* **OBJECTIVE**: Reproduce, word for word, the part of the records that opens with the line containing "Query: khaki trousers" and continues through the end of the records.

---

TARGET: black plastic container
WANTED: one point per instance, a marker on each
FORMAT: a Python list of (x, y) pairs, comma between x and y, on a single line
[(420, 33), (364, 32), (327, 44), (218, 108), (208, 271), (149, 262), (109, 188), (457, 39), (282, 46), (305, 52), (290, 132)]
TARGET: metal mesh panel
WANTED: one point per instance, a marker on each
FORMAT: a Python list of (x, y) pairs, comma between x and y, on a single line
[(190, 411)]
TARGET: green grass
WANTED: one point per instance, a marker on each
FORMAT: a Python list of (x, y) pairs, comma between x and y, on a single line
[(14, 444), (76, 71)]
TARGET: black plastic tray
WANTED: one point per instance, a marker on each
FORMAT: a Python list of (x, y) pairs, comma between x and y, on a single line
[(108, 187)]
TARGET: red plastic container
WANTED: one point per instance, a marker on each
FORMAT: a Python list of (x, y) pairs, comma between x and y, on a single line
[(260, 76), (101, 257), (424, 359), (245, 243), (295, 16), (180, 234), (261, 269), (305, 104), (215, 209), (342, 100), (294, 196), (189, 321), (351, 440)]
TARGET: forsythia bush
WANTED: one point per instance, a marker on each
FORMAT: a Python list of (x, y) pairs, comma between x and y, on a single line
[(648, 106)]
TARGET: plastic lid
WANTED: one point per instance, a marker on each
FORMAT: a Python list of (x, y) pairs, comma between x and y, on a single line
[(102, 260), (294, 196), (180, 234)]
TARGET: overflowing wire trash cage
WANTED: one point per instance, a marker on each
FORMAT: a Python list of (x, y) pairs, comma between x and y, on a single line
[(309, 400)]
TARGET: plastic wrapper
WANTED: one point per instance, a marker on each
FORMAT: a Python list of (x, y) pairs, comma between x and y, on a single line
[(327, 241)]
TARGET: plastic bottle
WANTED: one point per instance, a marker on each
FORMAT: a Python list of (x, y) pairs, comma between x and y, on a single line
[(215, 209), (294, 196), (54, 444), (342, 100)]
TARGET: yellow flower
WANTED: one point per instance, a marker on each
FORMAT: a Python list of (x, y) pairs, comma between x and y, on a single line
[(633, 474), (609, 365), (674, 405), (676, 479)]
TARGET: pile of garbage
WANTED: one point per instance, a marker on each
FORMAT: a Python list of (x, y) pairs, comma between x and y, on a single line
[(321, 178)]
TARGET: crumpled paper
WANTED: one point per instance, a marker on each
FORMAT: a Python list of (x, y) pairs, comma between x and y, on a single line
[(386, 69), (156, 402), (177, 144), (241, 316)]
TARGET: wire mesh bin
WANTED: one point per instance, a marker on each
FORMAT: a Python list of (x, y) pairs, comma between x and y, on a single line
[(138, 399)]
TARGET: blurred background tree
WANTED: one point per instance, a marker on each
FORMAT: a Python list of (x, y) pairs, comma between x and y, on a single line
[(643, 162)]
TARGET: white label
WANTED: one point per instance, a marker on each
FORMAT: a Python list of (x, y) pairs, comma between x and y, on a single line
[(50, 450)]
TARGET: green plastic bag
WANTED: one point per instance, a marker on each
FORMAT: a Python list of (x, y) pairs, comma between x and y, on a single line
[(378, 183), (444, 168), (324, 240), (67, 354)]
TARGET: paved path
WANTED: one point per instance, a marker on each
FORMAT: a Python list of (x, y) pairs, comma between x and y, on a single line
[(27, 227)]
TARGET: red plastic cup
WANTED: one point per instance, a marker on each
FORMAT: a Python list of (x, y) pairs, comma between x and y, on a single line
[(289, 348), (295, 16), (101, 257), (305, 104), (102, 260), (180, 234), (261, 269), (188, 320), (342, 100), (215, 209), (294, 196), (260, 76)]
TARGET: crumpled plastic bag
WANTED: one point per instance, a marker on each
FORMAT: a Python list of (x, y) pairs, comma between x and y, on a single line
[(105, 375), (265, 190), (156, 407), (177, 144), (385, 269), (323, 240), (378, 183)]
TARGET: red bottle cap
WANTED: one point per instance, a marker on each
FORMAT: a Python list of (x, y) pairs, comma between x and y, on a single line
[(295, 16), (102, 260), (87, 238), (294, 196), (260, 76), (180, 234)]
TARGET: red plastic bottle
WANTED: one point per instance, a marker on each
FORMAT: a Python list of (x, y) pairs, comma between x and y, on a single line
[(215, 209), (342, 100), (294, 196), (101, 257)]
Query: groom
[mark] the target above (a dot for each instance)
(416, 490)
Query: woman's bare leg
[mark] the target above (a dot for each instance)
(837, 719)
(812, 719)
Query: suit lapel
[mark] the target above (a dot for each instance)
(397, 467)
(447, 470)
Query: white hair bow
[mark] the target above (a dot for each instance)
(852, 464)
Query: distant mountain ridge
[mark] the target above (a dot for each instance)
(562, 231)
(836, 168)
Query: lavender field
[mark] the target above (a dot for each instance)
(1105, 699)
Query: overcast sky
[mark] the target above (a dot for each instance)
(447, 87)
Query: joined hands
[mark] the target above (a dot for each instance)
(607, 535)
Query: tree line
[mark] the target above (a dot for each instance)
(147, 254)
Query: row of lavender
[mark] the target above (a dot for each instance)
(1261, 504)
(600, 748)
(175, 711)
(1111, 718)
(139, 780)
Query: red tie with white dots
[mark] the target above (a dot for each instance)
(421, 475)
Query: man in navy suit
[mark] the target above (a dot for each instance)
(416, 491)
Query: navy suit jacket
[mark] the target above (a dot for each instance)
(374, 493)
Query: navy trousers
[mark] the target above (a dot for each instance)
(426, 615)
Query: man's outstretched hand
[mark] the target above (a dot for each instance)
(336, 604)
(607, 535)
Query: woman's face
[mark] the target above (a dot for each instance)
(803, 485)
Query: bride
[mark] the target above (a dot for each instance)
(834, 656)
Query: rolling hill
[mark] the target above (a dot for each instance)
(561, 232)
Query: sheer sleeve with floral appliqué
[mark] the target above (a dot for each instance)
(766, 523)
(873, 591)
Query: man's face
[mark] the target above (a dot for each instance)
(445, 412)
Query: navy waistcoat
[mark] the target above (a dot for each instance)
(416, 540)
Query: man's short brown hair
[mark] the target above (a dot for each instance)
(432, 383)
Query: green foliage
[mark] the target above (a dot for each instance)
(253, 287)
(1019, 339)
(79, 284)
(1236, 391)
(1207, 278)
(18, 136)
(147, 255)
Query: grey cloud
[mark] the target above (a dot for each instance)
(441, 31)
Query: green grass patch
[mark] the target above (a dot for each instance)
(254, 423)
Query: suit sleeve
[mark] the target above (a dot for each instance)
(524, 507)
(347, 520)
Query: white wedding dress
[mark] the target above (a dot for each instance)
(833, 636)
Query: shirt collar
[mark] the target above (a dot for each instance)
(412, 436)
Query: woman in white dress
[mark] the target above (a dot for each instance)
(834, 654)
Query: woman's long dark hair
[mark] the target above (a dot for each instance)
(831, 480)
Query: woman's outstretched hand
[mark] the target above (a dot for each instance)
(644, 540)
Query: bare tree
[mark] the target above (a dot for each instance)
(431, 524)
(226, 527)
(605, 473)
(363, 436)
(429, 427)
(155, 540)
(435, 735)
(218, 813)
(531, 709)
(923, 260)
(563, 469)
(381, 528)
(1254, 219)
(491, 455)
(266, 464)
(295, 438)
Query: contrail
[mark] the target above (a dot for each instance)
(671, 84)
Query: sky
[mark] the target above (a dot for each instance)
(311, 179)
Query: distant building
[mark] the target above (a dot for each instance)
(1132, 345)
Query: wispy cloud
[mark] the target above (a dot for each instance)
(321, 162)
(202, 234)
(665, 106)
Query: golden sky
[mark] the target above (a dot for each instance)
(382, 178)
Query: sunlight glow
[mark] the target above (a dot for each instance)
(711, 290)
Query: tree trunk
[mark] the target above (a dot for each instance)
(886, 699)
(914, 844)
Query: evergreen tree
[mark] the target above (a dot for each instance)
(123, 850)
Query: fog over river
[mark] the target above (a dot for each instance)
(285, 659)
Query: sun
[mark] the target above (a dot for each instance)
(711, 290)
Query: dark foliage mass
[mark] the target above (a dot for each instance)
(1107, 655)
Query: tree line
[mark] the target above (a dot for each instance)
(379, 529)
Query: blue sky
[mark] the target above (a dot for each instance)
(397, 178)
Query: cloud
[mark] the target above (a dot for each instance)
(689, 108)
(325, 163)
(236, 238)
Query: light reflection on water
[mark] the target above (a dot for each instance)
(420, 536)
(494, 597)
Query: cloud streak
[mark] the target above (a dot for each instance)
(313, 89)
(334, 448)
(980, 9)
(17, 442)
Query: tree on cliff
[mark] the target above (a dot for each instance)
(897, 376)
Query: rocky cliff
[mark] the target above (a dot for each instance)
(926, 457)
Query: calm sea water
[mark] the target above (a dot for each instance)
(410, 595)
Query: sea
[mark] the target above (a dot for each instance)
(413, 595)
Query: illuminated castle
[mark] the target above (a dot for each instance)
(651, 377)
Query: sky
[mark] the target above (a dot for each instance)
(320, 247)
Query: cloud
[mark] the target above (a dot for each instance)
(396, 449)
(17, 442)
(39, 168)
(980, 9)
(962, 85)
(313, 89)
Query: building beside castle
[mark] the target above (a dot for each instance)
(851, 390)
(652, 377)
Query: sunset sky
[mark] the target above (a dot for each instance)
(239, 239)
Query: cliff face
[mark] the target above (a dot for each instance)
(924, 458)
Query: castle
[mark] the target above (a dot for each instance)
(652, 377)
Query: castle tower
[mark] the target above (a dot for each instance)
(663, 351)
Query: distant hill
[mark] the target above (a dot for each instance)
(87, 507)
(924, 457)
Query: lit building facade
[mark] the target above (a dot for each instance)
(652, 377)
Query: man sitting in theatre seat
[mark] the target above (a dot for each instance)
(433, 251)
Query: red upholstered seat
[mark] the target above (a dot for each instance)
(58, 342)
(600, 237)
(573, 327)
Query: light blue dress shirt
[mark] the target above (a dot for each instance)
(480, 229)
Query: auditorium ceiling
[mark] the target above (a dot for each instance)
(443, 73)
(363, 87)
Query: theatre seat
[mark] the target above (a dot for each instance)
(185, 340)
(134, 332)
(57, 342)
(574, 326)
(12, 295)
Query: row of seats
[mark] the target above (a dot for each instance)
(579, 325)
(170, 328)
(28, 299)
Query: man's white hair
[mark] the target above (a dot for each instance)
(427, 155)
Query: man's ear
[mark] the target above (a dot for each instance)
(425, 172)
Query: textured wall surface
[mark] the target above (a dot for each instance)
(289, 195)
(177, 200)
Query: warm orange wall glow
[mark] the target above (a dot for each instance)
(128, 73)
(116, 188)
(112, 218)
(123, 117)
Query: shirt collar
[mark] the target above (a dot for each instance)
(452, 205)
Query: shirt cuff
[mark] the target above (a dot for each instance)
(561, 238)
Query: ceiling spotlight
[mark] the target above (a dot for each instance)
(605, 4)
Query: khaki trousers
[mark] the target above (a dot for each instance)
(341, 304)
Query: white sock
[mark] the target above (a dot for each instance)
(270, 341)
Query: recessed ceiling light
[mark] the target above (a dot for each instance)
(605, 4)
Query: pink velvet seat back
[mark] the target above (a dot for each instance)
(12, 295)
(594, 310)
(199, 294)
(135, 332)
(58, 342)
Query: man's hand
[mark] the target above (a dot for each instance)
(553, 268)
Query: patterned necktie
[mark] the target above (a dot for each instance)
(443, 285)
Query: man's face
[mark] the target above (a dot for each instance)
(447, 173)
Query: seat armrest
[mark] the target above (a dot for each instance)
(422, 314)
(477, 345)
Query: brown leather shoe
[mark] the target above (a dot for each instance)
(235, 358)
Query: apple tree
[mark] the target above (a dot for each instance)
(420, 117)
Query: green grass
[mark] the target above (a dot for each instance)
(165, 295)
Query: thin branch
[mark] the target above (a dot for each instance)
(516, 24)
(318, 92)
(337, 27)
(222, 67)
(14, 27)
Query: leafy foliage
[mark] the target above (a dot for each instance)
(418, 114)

---

* **OUTPUT**:
Query: khaki trousers
[mark] the target above (a dot for each instance)
(341, 304)
Query: white sock
[mark] the target above (a dot for each instance)
(270, 341)
Query: recessed ceiling light
[mark] the target above (a dot for each instance)
(605, 4)
Query: pink velvet seat back
[mark] the target above (a dot for each instance)
(12, 295)
(594, 310)
(199, 294)
(135, 332)
(58, 342)
Query: man's hand
[mark] the target above (a dot for each instance)
(553, 268)
Query: patterned necktie
[mark] the target above (a dot for each instance)
(443, 285)
Query: man's face
[mark] the target above (a dot for each instance)
(447, 173)
Query: seat armrest
[mark] the target above (a dot for each instance)
(422, 314)
(477, 345)
Query: brown leather shoe
[mark] the target above (a dot for each instance)
(235, 358)
Query: apple tree
[mark] the target above (a dot for each instance)
(420, 117)
Query: green grass
[mark] the target above (a dot for each instance)
(165, 295)
Query: thin branch
[mark] the target above (a dot for each instance)
(516, 24)
(318, 92)
(337, 27)
(222, 67)
(14, 27)
Query: leafy foliage
[mark] the target above (a dot for each instance)
(418, 114)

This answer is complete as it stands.